[begin SUPPLIED PASSAGE]
Generative Adversarial Imitation Learning (GAIL)#

GAIL learns a policy by simultaneously training it with a discriminator that aims to distinguish expert trajectories against trajectories from the learned policy.

Note

GAIL paper: Generative Adversarial Imitation Learning

Example#

Detailed example notebook: Train an Agent using Generative Adversarial Imitation Learning

import numpy as np
import gymnasium as gym
from stable_baselines3 import PPO
from stable_baselines3.common.evaluation import evaluate_policy
from stable_baselines3.ppo import MlpPolicy

from imitation.algorithms.adversarial.gail import GAIL
from imitation.data import rollout
from imitation.data.wrappers import RolloutInfoWrapper
from imitation.policies.serialize import load_policy
from imitation.rewards.reward_nets import BasicRewardNet
from imitation.util.networks import RunningNorm
from imitation.util.util import make_vec_env

SEED = 42

env = make_vec_env(
    "seals:seals/CartPole-v0",
    rng=np.random.default_rng(SEED),
    n_envs=8,
    post_wrappers=[lambda env, _: RolloutInfoWrapper(env)],  # to compute rollouts
)
expert = load_policy(
    "ppo-huggingface",
    organization="HumanCompatibleAI",
    env_name="seals-CartPole-v0",
    venv=env,
)
[end SUPPLIED PASSAGE]
[begin DATASET CONTENT]
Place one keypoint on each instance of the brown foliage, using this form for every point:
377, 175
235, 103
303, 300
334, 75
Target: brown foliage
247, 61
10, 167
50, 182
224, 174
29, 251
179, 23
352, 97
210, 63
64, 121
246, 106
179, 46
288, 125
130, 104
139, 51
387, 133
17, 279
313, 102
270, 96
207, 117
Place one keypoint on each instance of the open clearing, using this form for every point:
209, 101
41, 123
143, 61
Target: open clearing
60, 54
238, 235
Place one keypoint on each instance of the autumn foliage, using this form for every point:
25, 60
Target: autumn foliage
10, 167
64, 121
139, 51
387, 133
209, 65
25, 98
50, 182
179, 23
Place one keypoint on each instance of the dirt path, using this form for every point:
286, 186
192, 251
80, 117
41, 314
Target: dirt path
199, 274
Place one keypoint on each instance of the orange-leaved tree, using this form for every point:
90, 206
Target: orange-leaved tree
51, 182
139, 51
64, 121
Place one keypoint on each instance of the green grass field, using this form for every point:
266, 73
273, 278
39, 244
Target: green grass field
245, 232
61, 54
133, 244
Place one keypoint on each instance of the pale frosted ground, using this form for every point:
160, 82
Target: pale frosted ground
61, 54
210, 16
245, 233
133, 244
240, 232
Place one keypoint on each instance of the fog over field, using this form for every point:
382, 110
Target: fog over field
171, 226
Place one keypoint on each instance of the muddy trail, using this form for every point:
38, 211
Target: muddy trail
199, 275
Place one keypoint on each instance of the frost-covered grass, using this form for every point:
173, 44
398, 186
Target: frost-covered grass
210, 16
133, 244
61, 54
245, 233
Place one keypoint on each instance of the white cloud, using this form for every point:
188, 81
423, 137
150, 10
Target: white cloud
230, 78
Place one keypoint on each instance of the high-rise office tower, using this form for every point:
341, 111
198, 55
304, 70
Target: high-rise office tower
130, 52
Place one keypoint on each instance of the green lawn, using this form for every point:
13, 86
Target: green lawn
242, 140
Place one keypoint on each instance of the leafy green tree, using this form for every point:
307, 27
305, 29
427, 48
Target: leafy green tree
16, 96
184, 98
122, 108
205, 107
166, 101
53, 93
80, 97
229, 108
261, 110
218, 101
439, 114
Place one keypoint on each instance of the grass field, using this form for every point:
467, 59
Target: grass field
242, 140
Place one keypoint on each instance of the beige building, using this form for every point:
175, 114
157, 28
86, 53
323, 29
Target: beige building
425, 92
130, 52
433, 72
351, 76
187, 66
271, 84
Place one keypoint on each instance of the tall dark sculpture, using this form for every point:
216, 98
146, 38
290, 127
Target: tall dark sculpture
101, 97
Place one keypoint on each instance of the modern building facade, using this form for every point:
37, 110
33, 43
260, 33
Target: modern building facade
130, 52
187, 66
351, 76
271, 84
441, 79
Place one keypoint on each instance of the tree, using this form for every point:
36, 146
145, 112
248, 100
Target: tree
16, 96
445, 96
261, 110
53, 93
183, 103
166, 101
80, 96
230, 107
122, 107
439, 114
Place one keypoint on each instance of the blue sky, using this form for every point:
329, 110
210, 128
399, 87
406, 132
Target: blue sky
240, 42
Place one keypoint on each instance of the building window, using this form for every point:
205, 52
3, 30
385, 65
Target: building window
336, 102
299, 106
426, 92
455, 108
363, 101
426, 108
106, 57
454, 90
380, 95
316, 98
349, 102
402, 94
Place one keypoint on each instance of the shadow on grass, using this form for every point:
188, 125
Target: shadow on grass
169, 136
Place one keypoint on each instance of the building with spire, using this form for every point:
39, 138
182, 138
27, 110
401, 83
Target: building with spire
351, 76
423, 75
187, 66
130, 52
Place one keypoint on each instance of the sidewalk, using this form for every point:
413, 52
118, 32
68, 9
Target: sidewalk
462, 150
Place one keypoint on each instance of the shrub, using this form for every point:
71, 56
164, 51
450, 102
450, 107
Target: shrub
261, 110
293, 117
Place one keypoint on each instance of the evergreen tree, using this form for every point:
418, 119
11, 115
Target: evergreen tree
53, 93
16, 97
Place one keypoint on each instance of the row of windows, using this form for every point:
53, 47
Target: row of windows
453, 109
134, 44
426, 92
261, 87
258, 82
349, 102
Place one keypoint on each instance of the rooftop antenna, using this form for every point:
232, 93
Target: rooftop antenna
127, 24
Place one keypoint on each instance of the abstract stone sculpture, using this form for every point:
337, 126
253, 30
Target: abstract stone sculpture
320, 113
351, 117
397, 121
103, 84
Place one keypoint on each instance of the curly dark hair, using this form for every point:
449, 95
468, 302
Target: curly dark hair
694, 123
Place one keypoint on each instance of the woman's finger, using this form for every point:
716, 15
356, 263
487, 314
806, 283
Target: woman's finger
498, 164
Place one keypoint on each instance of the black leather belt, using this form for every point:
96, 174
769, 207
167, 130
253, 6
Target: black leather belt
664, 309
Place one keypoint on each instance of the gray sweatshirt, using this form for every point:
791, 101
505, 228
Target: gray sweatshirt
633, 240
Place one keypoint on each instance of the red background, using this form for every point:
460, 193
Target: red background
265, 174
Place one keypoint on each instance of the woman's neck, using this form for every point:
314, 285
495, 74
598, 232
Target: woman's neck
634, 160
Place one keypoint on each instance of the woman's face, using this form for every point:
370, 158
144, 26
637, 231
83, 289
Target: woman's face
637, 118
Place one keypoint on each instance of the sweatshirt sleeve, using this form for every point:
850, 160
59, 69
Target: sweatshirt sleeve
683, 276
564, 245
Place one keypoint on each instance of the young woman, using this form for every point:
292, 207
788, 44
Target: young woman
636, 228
[end DATASET CONTENT]
DIRECTIVES —
**a)** From the GAIL documentation, quote the part that opens with the words containing "Generative Adversarial Imitation Learning (GAIL)#" and closes with "the learned policy.".
**b)** Answer these questions from the GAIL documentation:
(i) What does the discriminator aim to distinguish?
(ii) How many environments does the make_vec_env call set up?
(iii) What organization is passed to load_policy?

ANSWERS BY TASK —
**a)**
Generative Adversarial Imitation Learning (GAIL)#

GAIL learns a policy by simultaneously training it with a discriminator that aims to distinguish expert trajectories against trajectories from the learned policy.

**b)**
(i) Expert trajectories against trajectories from the learned policy.
(ii) 8.
(iii) HumanCompatibleAI.